## EXERCISE PROMPT
Make an exact copy of all the entries, with the pictures left out.

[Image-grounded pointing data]
══════════
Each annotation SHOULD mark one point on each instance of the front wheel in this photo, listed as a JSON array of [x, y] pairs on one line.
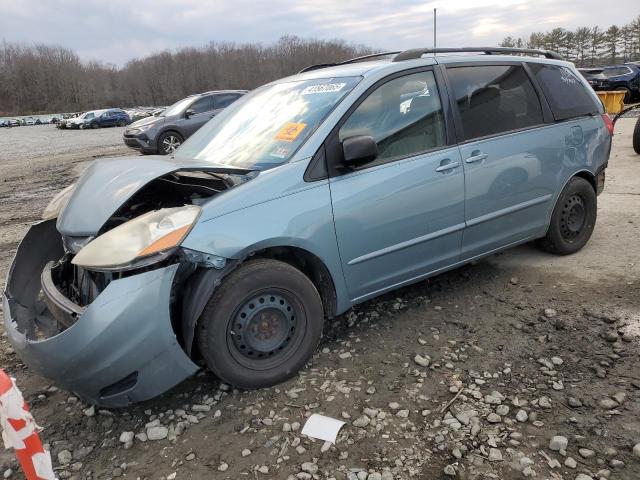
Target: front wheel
[[573, 218], [261, 325], [169, 142]]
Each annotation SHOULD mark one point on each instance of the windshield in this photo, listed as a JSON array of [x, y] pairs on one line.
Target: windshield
[[176, 108], [265, 128]]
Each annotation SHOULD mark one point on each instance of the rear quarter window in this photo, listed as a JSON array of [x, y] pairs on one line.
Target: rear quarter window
[[568, 97]]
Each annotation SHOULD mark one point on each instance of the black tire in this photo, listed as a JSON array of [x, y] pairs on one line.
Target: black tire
[[289, 311], [573, 219], [636, 137], [168, 142]]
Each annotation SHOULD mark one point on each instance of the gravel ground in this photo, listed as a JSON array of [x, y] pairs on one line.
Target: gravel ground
[[520, 365]]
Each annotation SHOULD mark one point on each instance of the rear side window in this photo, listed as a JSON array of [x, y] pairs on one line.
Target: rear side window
[[568, 97], [203, 104], [493, 99], [225, 99]]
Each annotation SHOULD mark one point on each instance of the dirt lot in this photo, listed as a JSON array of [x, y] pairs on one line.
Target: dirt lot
[[539, 346]]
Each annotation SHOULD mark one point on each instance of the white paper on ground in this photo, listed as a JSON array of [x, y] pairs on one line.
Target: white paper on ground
[[323, 428]]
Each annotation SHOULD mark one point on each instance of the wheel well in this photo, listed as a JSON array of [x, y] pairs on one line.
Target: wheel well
[[589, 178], [312, 267]]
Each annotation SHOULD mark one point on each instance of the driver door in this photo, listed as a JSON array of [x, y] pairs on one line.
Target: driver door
[[400, 217]]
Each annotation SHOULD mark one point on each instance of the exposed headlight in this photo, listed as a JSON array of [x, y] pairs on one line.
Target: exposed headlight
[[57, 203], [139, 242]]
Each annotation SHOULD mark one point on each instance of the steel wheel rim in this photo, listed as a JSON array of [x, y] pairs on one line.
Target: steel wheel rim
[[170, 143], [260, 346], [573, 217]]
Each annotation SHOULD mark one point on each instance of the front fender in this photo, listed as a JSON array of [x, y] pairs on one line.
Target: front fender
[[302, 219]]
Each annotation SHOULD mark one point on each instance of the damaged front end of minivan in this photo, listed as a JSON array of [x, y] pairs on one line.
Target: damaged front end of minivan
[[103, 300]]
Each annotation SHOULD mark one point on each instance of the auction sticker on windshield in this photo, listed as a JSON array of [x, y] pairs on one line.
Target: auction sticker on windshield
[[323, 88], [290, 131]]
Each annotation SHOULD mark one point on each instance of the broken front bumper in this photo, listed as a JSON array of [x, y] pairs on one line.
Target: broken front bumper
[[119, 349]]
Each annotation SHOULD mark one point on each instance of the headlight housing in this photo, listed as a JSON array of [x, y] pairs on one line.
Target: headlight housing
[[57, 203], [139, 242]]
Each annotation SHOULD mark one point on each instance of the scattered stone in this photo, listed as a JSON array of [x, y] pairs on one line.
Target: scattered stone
[[586, 453], [450, 471], [558, 443], [423, 361], [494, 418], [495, 455], [574, 402], [64, 457], [362, 421], [502, 410], [309, 467], [544, 402], [620, 397], [608, 403], [157, 433]]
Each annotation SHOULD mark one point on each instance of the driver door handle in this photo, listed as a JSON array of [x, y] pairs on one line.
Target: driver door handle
[[476, 156], [449, 165]]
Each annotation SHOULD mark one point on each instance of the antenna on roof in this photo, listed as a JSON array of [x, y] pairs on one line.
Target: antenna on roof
[[434, 28]]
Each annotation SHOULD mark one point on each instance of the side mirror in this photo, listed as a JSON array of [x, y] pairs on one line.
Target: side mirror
[[359, 150]]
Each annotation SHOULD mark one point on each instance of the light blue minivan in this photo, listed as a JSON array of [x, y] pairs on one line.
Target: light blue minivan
[[305, 197]]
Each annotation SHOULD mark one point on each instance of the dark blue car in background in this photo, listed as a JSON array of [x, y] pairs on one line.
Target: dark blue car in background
[[616, 77], [114, 117]]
══════════
## EXERCISE RESULT
Each annotation SHOULD mark one point on each instance of the front wheel in this photo, listed as a JSON array of [x, y] pairs on one line.
Target: front wheel
[[573, 218], [261, 325], [169, 142]]
Each annotation SHOULD mark one point on each instance of the windshield in this photo, listed as a JSON array of [x, y] pairs on one line.
Target: windshield
[[176, 108], [265, 128]]
Each annotation SHOULD mark one point on each instance of the rear quarter window in this photo, listed as a JSON array of [x, y] pairs on one line.
Target: rear quarter window
[[568, 97]]
Each annotation SHOULD mark one point on each instance of the black tire in this photo, listed as a JSON array of [x, y] pairs on one line.
Target: black tire
[[289, 311], [573, 219], [636, 137], [168, 142]]
Each annotation SHOULD mark one point on each instance of the gravel ground in this photo, listed as a JSON array of [x, y] pairs on one line.
Target: gravel ground
[[520, 365]]
Each annotation SHOULD mark one point on each instance of the rear side window in this photo, listed as a JSON array of [x, y] pairs on one line.
Target: rear side window
[[568, 97], [203, 104], [493, 99], [225, 99]]
Each annotation SHOULD mark one point on each instance of the dirt lot in this photo, listed as a JSON array of [x, y] pairs on one line.
Target: dirt lot
[[539, 346]]
Each annotation SHOULD mark one point on each instance of the white paper on ground in this photo, listed as a JSON array of [x, y] pairs on one line.
Target: white paper on ground
[[323, 428]]
Each annotation SHOULD mark one point on each instance of the wheel well in this photo, listed as a JSON array of [x, y] pairs on one line.
Target: wheel well
[[589, 178], [312, 267]]
Each annotation SHOULD mark one point on each instance of the driver door in this photo, listed as a JSON array of [x, y] pairs on one line.
Target: driver door
[[400, 217]]
Each annotation SHOULD mark one point on each instance of the exposed headlight in this photo, listed as a JSON array of [x, y] pairs on one line.
Target: exposed headlight
[[57, 203], [139, 242]]
Each annotation SHOULD mark one point on each instance of the steel wheel rim in this photo, listed as a JSON array of [x, y] pairs on one line.
Target: steel wheel rim
[[170, 143], [260, 346], [573, 217]]
Each annotation SHOULD mark one point on each instance of the front fender in this photo, listed as a JSON array of [x, y] pairs on one line.
Target: front fender
[[302, 219]]
Each annotation SHOULD mark one point on each instance of the damaged front end of minivan in this photo, listed as a JSON array of [x, y] pairs on one line.
Target: damaged front end of minivan
[[103, 300]]
Each annotation SHOULD mark one point on each instance of the auction sticker on windshield in this photo, listed as a JSON array of [x, y] pairs on one line.
Target: auction sticker on windshield
[[323, 88], [290, 131]]
Each annotation SHOULD mark one point on each instance of the broken front bumper in this photo, listed as a JSON array of [x, y] pairs on one line.
Target: broken front bumper
[[119, 349]]
Each annotation SHOULD mark one point on each instance of the headlight housing in this photo, listed as a JSON array of [x, y] pairs on one line.
Target: headlight housing
[[57, 203], [139, 242]]
Each annotation SHOULD mark one point on each instance of the scattered stone in this photo, listed as a JSON array of [x, y] pairs on one line.
Target: scattered stone
[[586, 453], [450, 471], [558, 443], [423, 361], [494, 418], [495, 455], [574, 402], [64, 457], [362, 421], [502, 410], [309, 467], [544, 402], [620, 397], [608, 403], [157, 433]]
Each annotation SHOULD mark one point on each instance of the driver door handle in this photo, listed as a JSON array of [x, y] pairs on one line.
Target: driver door handle
[[476, 156], [449, 165]]
Each annotation SHOULD mark one point on each instance of the antenna on roof in this photo, listed as a JSON array of [x, y] pairs on one line.
Target: antenna on roof
[[434, 28]]
Each annotation SHOULD mark one point on each instance of the side mirror in this photo, listed as a JSON array of [x, y] pairs on one line.
Target: side mirror
[[359, 150]]
Each annotation SHOULD mark one point on each instance of the light blue minivan in this photo, listed as a JSON array of [x, y] pairs on one line.
Target: light blue minivan
[[305, 197]]
Each annotation SHOULD mark one point on each instance of the dark blue car in background in this photo, listed as a JSON array of [x, y] pairs on one line.
Target: dark blue car in background
[[616, 77], [114, 117]]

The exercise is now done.